start Listed records

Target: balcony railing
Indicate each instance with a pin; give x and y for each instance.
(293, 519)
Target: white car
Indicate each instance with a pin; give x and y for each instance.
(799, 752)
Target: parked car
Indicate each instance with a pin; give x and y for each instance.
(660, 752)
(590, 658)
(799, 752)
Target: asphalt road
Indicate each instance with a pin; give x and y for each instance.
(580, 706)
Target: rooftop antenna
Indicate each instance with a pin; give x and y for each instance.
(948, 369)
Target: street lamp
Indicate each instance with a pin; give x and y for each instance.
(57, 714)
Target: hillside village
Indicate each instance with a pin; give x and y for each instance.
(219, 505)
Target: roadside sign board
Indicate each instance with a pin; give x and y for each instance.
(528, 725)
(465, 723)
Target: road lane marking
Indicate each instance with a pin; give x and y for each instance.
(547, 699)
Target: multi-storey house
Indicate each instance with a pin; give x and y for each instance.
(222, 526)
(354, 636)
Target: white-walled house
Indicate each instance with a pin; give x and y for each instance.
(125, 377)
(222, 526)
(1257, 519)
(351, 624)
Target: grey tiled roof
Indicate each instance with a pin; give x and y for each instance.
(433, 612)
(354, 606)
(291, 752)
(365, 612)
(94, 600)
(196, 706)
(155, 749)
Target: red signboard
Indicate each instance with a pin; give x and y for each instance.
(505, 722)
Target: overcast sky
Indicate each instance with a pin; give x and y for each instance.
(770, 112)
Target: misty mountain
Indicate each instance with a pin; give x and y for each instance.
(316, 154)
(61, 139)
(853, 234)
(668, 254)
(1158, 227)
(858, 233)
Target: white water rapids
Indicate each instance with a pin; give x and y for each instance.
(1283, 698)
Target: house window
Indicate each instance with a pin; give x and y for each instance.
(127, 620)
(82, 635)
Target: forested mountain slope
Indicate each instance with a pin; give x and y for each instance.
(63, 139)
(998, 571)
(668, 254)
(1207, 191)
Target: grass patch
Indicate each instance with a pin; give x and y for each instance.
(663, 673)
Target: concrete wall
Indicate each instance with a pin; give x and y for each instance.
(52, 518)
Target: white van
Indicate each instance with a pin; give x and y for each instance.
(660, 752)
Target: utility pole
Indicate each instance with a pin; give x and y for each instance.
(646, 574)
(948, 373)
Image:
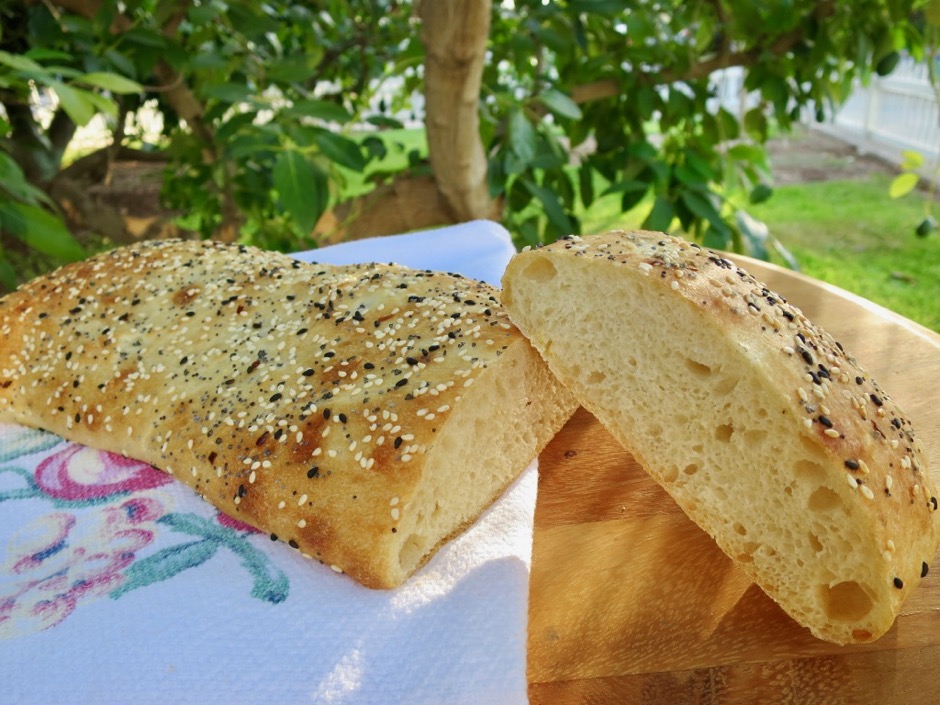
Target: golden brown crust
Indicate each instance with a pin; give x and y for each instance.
(860, 447)
(302, 399)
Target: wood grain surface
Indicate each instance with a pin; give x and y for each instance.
(630, 602)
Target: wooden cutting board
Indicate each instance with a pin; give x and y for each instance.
(630, 602)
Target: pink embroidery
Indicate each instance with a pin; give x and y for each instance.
(80, 473)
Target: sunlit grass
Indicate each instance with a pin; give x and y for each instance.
(853, 235)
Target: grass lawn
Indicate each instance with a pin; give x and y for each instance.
(849, 233)
(845, 232)
(852, 235)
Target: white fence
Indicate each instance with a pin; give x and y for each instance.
(891, 114)
(887, 116)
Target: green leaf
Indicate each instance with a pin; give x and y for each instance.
(110, 82)
(912, 160)
(932, 13)
(75, 102)
(19, 62)
(756, 234)
(586, 185)
(385, 121)
(551, 205)
(903, 184)
(560, 104)
(702, 207)
(662, 215)
(341, 150)
(760, 193)
(755, 122)
(323, 109)
(41, 54)
(13, 181)
(522, 136)
(229, 92)
(627, 186)
(40, 230)
(302, 189)
(887, 63)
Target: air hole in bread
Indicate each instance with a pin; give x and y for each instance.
(809, 471)
(754, 436)
(726, 385)
(697, 367)
(413, 550)
(724, 432)
(540, 270)
(824, 500)
(846, 602)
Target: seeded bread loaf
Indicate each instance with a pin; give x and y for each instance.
(363, 414)
(763, 429)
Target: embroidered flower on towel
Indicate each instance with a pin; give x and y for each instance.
(101, 525)
(80, 473)
(60, 562)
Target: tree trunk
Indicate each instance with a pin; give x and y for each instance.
(455, 33)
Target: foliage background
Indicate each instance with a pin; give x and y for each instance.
(282, 120)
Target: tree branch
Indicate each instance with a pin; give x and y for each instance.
(455, 33)
(611, 87)
(405, 204)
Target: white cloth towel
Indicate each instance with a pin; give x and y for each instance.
(120, 585)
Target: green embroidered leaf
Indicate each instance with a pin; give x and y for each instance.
(165, 564)
(270, 583)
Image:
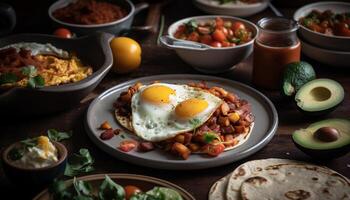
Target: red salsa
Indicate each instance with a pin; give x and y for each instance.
(216, 33)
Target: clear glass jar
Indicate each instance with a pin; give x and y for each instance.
(277, 44)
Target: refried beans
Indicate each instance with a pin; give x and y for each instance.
(89, 12)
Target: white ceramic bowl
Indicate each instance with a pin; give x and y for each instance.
(214, 60)
(239, 10)
(338, 43)
(325, 56)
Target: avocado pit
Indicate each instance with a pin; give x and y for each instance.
(327, 134)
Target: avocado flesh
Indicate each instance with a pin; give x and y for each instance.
(319, 95)
(306, 139)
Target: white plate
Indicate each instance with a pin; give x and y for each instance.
(265, 125)
(239, 9)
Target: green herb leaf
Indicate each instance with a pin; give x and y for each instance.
(209, 137)
(59, 190)
(16, 153)
(109, 190)
(35, 82)
(79, 163)
(29, 71)
(8, 78)
(57, 136)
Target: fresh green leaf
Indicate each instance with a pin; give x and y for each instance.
(8, 78)
(29, 71)
(82, 188)
(109, 190)
(16, 153)
(209, 137)
(35, 82)
(79, 163)
(55, 135)
(59, 190)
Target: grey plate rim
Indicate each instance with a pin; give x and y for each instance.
(175, 164)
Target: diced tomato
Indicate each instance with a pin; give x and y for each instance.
(237, 25)
(226, 44)
(127, 145)
(342, 29)
(131, 190)
(194, 36)
(218, 35)
(219, 23)
(206, 39)
(107, 134)
(214, 149)
(216, 44)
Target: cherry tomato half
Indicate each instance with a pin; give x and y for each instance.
(237, 25)
(130, 190)
(219, 35)
(62, 33)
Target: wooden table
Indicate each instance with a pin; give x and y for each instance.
(157, 60)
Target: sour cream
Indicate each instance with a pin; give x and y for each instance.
(42, 155)
(37, 48)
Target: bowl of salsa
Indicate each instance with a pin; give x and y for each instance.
(227, 41)
(325, 25)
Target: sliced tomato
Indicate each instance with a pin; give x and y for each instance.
(219, 35)
(237, 25)
(206, 39)
(219, 22)
(62, 33)
(194, 36)
(127, 145)
(216, 44)
(214, 149)
(131, 190)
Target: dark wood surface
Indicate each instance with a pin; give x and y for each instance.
(157, 60)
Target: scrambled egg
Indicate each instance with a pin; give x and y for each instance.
(60, 71)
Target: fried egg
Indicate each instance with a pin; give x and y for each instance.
(161, 111)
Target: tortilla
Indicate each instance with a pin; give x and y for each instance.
(218, 189)
(296, 182)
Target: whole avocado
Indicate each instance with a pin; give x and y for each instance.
(295, 75)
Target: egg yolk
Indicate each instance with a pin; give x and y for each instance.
(157, 94)
(190, 107)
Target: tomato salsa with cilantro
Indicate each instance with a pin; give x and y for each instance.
(216, 33)
(327, 22)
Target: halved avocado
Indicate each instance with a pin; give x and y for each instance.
(319, 96)
(310, 143)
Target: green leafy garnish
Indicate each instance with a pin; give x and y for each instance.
(29, 71)
(8, 78)
(79, 163)
(55, 135)
(34, 80)
(109, 190)
(191, 26)
(16, 153)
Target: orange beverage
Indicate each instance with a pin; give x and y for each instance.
(275, 46)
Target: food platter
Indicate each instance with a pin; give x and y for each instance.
(143, 182)
(265, 125)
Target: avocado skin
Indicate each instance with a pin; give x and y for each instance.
(318, 113)
(328, 154)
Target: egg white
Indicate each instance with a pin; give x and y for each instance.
(157, 122)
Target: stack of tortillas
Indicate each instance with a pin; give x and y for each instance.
(278, 179)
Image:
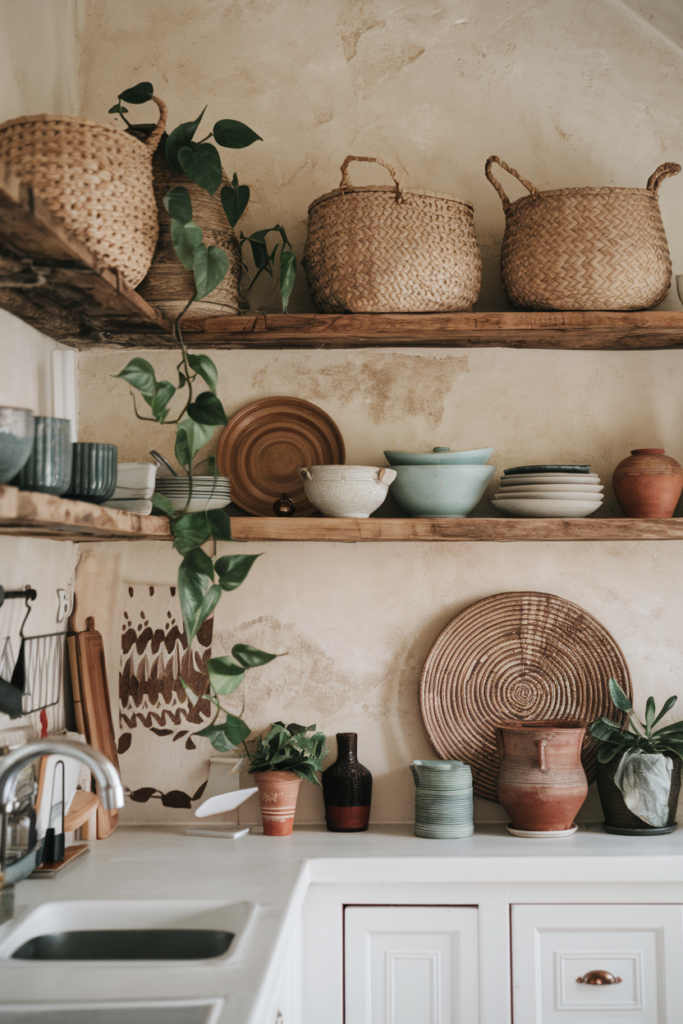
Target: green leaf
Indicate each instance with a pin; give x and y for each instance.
(210, 266)
(189, 437)
(236, 201)
(224, 674)
(140, 375)
(233, 134)
(208, 409)
(619, 696)
(186, 240)
(206, 368)
(233, 569)
(162, 502)
(199, 595)
(287, 276)
(139, 93)
(248, 655)
(202, 164)
(178, 204)
(180, 136)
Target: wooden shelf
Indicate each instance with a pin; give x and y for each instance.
(49, 280)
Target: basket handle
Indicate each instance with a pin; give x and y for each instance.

end Listed records

• [What you need to do] Repeat verbatim the lines from the one holding "Target: avocado skin" through the end of the listing above, both ends included, but not the pictures.

• [The solution]
Target: avocado skin
Indicate each instance with a pin; give x and y for each instance.
(318, 113)
(328, 154)
Target: egg white
Indicate each instance with a pin; give x and y for each instance.
(157, 122)
Target: stack of tortillas
Indicate each instance with a pin; give x and y for each instance.
(278, 179)
Image:
Target: green leaf
Indicate each instance with a pin; give x and y for each instance.
(210, 266)
(189, 437)
(236, 201)
(224, 674)
(140, 375)
(233, 134)
(208, 409)
(619, 696)
(186, 240)
(206, 368)
(233, 569)
(162, 502)
(199, 595)
(287, 276)
(139, 93)
(248, 655)
(202, 164)
(178, 204)
(180, 136)
Target: wooden shelf
Indicate each instance with a pin; give x and y for each instance.
(49, 280)
Target: basket handle
Indicate each instance with a pin; give x and y for each instance.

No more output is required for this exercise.